В декабре мы с Цвиркой побывали в Минске, на тридцатипятилетнем юбилее творческой работы белорусского поэта Янки Купалы. Здесь мы впервые были в гостях у писателей братского народа. Завязывались знакомства с новыми людьми; мы уже много слышали о Максиме Танке, вильнюсце, друге наших вильнюсских писателей, познакомились и с новыми людьми — Петрусем Бровкой, Петром Глебкой, Михасем Лыньковым, Кондратом Крапивой, Филиппом Пестраком (он тоже жил в Вильнюсе и сидел в вильнюсской тюрьме), с детским писателем Янкой Мавром, который жил в Литве еще в 1905 году. Помню торжественное заседание в огромном Минском оперном театре в честь юбиляра, которое началось почему-то очень поздно, почти в полночь (на нем мне пришлось поздравлять юбиляра от имени наших писателей). В президиуме рядом с нами, литовцами, сидели гости из Москвы — поэты Алексей Сурков и Сергей Городецкий, представители Украины и других республик. Помню вечер в доме поэта, где хозяева угощали нас различными блюдами и напитками, а гости — нескончаемыми тостами и веселыми рассказами. Уже тогда нас очаровали добродушие, чуткость, свойственные белорусам, их большая симпатия к Литве. Интересные беседы были у нас с хозяином и его женой Владиславой, которую все называли «тетей». Она знала многих литовских деятелей старшего поколения.
Никто из сидящих здесь не мог и подумать о том, что через каких-нибудь полгода в огне войны погибнет этот гостеприимный домик и большая часть всего Минска, что Янка Купала, как и мы, станет беженцем…
Минск тогда казался типичным губернским городом, — только в центре возвышался огромный дворец правительства, в котором, кажется, находились все комиссариаты Белоруссии, и новые, законченные и недостроенные, высокие дома, а по окраинам город, как и наш Каунас, был застроен деревянными домиками. Правда, здесь не было таких лачуг — Бразилки, — какие тогда уродовали облик Каунаса.
В минской гостинице, едва проснувшись и включив радио, я услышал известие, которое удивило и обрадовало, — меня выдвинули кандидатом в депутаты Верховного Совета СССР. Я услышал фамилии других кандидатов — Винцаса Креве, Саломеи Нерис, Александраса Гудайтиса-Гузявичюса{88}
, генерала Винцаса Виткаускаса{89}, Марии Василяускайте, профессора Владаса Кузмы{90}, Изабеле Лаукайтите{91} и других моих хороших знакомых.Перед самым Новым годом в моей квартире в Вильнюсе зазвонил телефон. Я поднял трубку и услышал вначале неясный стрекот, а потом четкий мужской голос.

## Задания
1) Перескажи короче абзац из текста о поездке в Минск, который начинается словами «Минск тогда казался». Все главные факты должны остаться.
2) Верни дословно часть текста о поездке в Минск, начиная со слов «В минской гостинице, едва» и заканчивая словами «четкий мужской голос.».
Пункты, которые идут после текста, для работы не нужны.

Записи набора данных с разметкой точками:
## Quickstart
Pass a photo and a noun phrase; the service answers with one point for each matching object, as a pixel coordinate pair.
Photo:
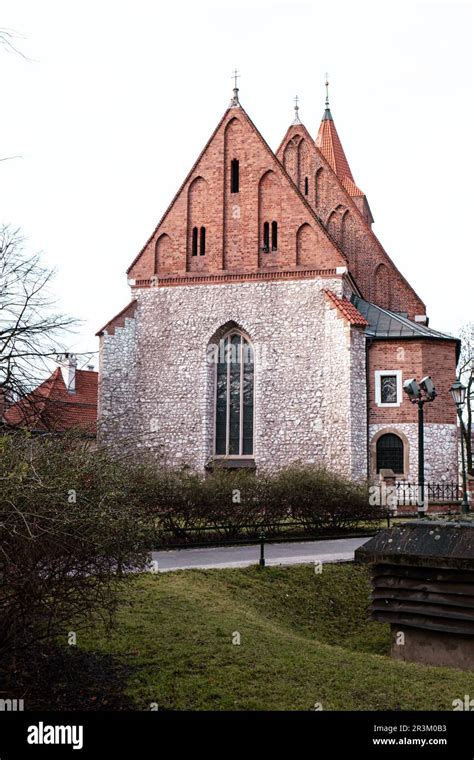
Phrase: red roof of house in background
(51, 408)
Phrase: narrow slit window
(266, 237)
(234, 176)
(195, 237)
(274, 236)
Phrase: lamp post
(420, 395)
(458, 394)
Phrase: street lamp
(458, 394)
(419, 394)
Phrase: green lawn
(305, 639)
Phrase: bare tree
(466, 375)
(30, 327)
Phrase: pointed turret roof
(330, 146)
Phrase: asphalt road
(291, 553)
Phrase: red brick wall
(234, 221)
(416, 358)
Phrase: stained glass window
(390, 453)
(388, 389)
(234, 397)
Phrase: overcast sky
(118, 98)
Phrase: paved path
(291, 553)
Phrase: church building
(267, 324)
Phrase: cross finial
(296, 120)
(235, 100)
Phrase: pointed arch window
(274, 236)
(194, 241)
(234, 405)
(234, 176)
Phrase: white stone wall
(441, 443)
(157, 389)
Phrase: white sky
(119, 98)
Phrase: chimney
(68, 364)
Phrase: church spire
(296, 120)
(330, 146)
(327, 113)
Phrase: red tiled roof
(50, 406)
(350, 186)
(330, 146)
(349, 311)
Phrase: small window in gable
(195, 239)
(390, 454)
(234, 176)
(274, 236)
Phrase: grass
(304, 639)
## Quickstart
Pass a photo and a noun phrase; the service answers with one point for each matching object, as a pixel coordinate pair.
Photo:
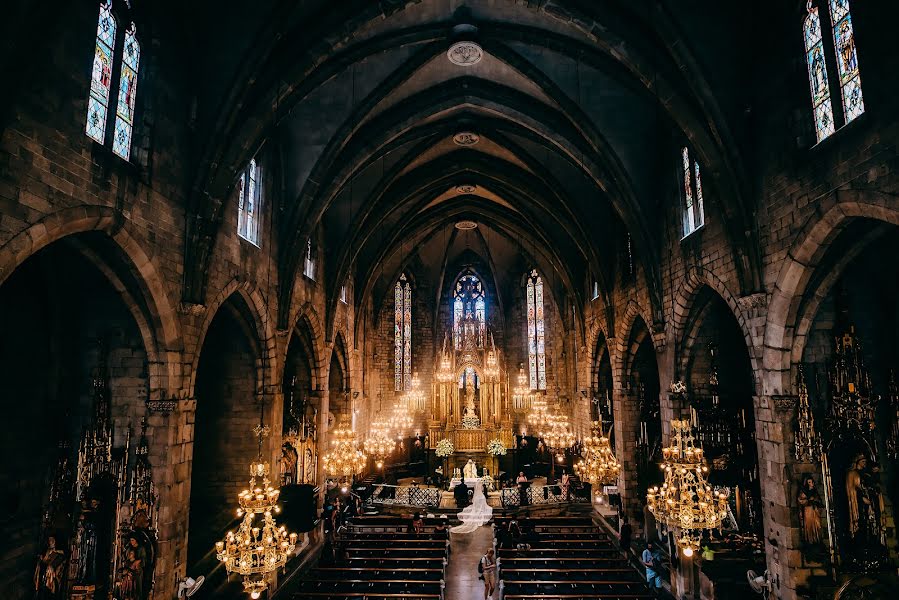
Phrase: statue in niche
(864, 503)
(810, 506)
(48, 583)
(289, 461)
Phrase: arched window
(121, 142)
(248, 204)
(693, 208)
(101, 94)
(402, 334)
(469, 297)
(536, 332)
(847, 66)
(101, 75)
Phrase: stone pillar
(627, 423)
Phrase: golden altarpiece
(469, 401)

## Выполненные задания
1) Минск тогда был похож на обычный губернский город. В центре стояли огромный дворец правительства, где, видимо, размещались все комиссариаты Белоруссии, и высокие новые дома, построенные и недостроенные. Окраины, как и в Каунасе, были застроены деревянными домиками, но лачуг вроде каунасской Бразилки там не было.

2)
В минской гостинице, едва проснувшись и включив радио, я услышал известие, которое удивило и обрадовало, — меня выдвинули кандидатом в депутаты Верховного Совета СССР. Я услышал фамилии других кандидатов — Винцаса Креве, Саломеи Нерис, Александраса Гудайтиса-Гузявичюса{88}
, генерала Винцаса Виткаускаса{89}, Марии Василяускайте, профессора Владаса Кузмы{90}, Изабеле Лаукайтите{91} и других моих хороших знакомых.Перед самым Новым годом в моей квартире в Вильнюсе зазвонил телефон. Я поднял трубку и услышал вначале неясный стрекот, а потом четкий мужской голос.